The platform instruments tasks automatically. You do not need to add tracing code. Each step in the task function appears as a span in the timeline.

For programmatic access, the SDK exposes a runs API:

import { runs } from "@trigger.dev/sdk/v3";

const run = await runs.retrieve("run_1234");
console.log(run.status, run.output, run.error);

This is useful for building custom dashboards or integrating task status into your application UI.

Deployment Model Comparison

Aspect	Temporal	Trigger.dev
Runtime	Self-hosted cluster (Cassandra + workers)	Managed platform (Postgres + workers)
Worker deployment	You deploy and scale worker processes	Platform manages workers
Language support	Go, Java, TypeScript, Python	TypeScript only
State storage	Event sourcing (custom format)	Postgres snapshots
Replay model	Full workflow replay from history	Step-level checkpointing
Serverless compatibility	Requires persistent workers	Tasks can trigger from serverless
Operational complexity	High (cluster, storage, workers)	Low (managed service)

Temporal gives you more control. You can tune storage, run workers on specific hardware, and integrate with existing infrastructure. The cost is operational overhead.

Trigger.dev trades control for simplicity. You write tasks, deploy them, and the platform handles execution. You cannot customize the runtime or run it on-premises (unless you self-host the open-source version).

Failure Modes and Boundaries

Worker Crashes

If a worker crashes mid-task, the platform detects the failure (via heartbeat timeout) and reschedules the task. The task resumes from the last checkpoint. Completed steps do not re-execute.

■ Data listing ■

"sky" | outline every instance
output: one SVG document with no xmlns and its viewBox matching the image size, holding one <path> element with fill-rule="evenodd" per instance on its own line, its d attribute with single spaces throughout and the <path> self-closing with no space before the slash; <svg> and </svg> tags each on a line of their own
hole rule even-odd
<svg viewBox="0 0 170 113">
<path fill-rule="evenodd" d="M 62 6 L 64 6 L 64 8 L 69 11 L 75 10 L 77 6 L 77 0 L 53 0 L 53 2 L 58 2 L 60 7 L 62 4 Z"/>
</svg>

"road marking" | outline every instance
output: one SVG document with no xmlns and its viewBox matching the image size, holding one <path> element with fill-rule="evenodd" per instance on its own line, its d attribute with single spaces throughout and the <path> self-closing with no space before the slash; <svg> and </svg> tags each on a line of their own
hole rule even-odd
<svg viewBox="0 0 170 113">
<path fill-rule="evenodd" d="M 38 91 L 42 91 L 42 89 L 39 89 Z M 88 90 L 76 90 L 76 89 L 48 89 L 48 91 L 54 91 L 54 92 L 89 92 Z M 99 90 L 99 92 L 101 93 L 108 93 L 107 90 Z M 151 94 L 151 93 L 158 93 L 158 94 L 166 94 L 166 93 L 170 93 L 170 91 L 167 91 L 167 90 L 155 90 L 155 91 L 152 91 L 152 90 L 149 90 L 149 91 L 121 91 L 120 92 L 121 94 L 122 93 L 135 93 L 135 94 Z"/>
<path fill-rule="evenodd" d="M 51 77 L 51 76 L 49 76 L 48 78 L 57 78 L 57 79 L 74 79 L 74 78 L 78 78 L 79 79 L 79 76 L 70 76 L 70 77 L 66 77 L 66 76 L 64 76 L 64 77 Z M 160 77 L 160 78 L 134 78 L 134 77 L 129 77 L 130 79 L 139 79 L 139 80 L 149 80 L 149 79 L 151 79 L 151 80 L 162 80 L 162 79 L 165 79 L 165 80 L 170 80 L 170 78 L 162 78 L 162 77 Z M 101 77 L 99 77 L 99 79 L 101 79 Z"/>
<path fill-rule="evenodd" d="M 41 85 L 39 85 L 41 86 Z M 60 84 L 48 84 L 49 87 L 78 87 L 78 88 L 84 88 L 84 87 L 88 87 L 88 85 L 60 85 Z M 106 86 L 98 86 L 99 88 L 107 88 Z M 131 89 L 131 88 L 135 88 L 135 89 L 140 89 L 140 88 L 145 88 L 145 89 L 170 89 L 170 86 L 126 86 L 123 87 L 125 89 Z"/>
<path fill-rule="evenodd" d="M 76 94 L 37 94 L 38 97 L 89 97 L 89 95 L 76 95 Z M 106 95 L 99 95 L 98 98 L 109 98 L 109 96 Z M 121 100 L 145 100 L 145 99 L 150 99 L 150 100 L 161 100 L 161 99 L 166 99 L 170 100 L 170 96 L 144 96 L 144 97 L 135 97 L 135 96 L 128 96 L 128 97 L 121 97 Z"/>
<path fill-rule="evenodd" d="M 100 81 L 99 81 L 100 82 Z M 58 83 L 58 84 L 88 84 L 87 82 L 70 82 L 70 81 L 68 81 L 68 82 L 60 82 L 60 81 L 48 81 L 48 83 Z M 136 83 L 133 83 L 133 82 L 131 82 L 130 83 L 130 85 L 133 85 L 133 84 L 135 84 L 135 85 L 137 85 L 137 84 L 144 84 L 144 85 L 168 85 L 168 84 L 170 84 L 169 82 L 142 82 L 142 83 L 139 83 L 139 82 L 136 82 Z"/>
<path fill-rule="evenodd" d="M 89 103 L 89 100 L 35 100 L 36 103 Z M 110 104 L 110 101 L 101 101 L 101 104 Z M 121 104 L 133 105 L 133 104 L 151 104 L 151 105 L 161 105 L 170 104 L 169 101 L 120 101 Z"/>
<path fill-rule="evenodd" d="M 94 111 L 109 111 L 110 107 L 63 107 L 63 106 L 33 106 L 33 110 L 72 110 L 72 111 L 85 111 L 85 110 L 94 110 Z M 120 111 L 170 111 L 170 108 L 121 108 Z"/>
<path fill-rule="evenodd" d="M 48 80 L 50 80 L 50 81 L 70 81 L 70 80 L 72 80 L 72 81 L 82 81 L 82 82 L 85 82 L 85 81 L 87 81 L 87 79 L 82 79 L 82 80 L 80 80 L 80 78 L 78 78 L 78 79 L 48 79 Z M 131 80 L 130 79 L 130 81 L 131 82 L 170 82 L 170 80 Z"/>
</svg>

■ Questions ■
**A)** Please list every aspect that the Trigger.dev text compares in its deployment model table.
**B)** Carry on the Trigger.dev text from its last sentence.
The entries come from a separate source and are unrelated to the Trigger.dev text.

■ Numbered responses ■
**A)** Runtime, Worker deployment, Language support, State storage, Replay model, Serverless compatibility, Operational complexity

**B)**
Database Failures

If Postgres is unavailable, new tasks cannot start and running tasks cannot checkpoint. The platform queues task triggers and retries checkpointing until the database recovers. Workers continue executing until they need to checkpoint or complete.

Poison Pills

If a task throws an error on every attempt, it eventually exhausts retries and moves to a failed state. The platform does not automatically retry failed tasks. You must manually retry or fix the underlying issue.

Non-Determinism Bugs

If you use Math.random() or Date.now() inside a task, replay may produce different results. Trigger.dev does not enforce determinism like Temporal. You are responsible for avoiding non-deterministic operations or accepting that replays may diverge.

When Agent Systems Need Durable Execution

Agent workflows often involve:

Multi-step reasoning loops with LLM calls
Tool calls that may fail or timeout
Human-in-the-loop approvals
Long-running data processing between reasoning steps

Without durable execution, you must manually persist state between steps. If the agent crashes after calling a tool but before processing the result, you lose context. You either re-execute the tool call (wasting money and time) or fail the entire workflow.

Durable execution makes the agent invincible. The orchestrator checkpoints state after each tool call. If the agent crashes, it resumes with the tool result already available. The reasoning loop continues without re-executing completed steps.

This is especially important for agentic workflows that involve external APIs with rate limits or costs. You do not want to re-call GPT-4 because a worker restarted.

Technical Verdict

Use Trigger.dev when:

You are building agent systems in TypeScript and want durable execution without operational overhead
You need long-running tasks with retries and concurrency control
You want observability and queue management without writing custom infrastructure
You are comfortable with a managed platform and do not need on-premises deployment

Avoid Trigger.dev when:

You need multi-language support (Temporal supports Go, Java, Python)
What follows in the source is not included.